ЗАДАНИЕ:
Перепишите дословно отрывок текста о научных открытиях от слов «Другую большую группу» до слов «на две подгруппы.» включительно.

Неслучайные прямые открытия составляют те инновации, в которых основаниями являются эмпирические данные. Известны самые различные способы преобразования таких данных с целью получения новой информации, в частности, способы их обобщения. Последние позволяют осуществить либо генерализацию в рамках самого эмпирического знания, т. е. превращение одних фактов в другие, более общие, либо (с привлечением иных исследовательских методов) переход к теоретическому знанию, к научным законам. Обычно приводимыми, классическими примерами являются открытия законов Кеплера (в частности, двух первых, полученных поначалу на основе эмпирических данных о Марсе), закона Бойля, ряда закономерностей электричества, установленных Ампером и Фарадеем, спектральной формулы Бальмера и т. п.

Другую большую группу составляют открытия, основывающиеся на теоретических данных. И здесь способы преобразования весьма различны. В целом они распадаются на две подгруппы.

Записи, взятые из коллекции:
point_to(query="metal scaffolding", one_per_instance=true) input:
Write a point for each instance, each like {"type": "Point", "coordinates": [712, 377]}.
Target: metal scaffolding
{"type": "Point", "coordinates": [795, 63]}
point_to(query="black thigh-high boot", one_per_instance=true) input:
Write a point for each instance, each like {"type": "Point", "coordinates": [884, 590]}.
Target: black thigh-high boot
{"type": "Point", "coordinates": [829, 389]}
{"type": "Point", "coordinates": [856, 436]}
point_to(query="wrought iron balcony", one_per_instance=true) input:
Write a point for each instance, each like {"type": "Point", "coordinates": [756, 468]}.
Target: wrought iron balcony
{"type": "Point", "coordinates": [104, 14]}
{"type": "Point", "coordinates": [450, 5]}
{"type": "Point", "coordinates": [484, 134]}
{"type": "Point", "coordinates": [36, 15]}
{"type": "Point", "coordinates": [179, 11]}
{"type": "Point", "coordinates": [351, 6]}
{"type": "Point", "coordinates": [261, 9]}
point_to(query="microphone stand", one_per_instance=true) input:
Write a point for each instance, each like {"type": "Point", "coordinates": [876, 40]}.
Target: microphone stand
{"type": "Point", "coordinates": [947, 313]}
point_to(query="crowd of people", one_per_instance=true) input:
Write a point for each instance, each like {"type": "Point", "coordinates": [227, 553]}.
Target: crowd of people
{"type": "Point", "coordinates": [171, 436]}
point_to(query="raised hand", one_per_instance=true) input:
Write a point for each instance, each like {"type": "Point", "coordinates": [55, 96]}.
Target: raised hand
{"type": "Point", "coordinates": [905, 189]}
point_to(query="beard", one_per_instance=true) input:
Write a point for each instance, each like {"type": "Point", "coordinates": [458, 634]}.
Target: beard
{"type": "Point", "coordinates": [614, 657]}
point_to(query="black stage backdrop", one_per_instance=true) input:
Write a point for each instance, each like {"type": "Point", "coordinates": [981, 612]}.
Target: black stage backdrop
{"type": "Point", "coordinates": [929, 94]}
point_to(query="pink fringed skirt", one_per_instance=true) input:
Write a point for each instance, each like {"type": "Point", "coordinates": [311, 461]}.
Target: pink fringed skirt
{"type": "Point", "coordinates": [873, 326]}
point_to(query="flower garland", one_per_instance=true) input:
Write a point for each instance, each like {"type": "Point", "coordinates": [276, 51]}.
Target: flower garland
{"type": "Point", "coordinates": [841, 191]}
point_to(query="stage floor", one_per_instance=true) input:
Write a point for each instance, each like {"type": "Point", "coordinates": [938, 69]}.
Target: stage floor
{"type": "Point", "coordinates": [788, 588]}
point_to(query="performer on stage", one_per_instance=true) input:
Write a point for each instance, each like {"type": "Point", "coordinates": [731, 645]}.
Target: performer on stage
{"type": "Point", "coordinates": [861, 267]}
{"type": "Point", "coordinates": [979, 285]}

РЕШЕНИЕ ЗАДАНИЯ:
Другую большую группу составляют открытия, основывающиеся на теоретических данных. И здесь способы преобразования весьма различны. В целом они распадаются на две подгруппы.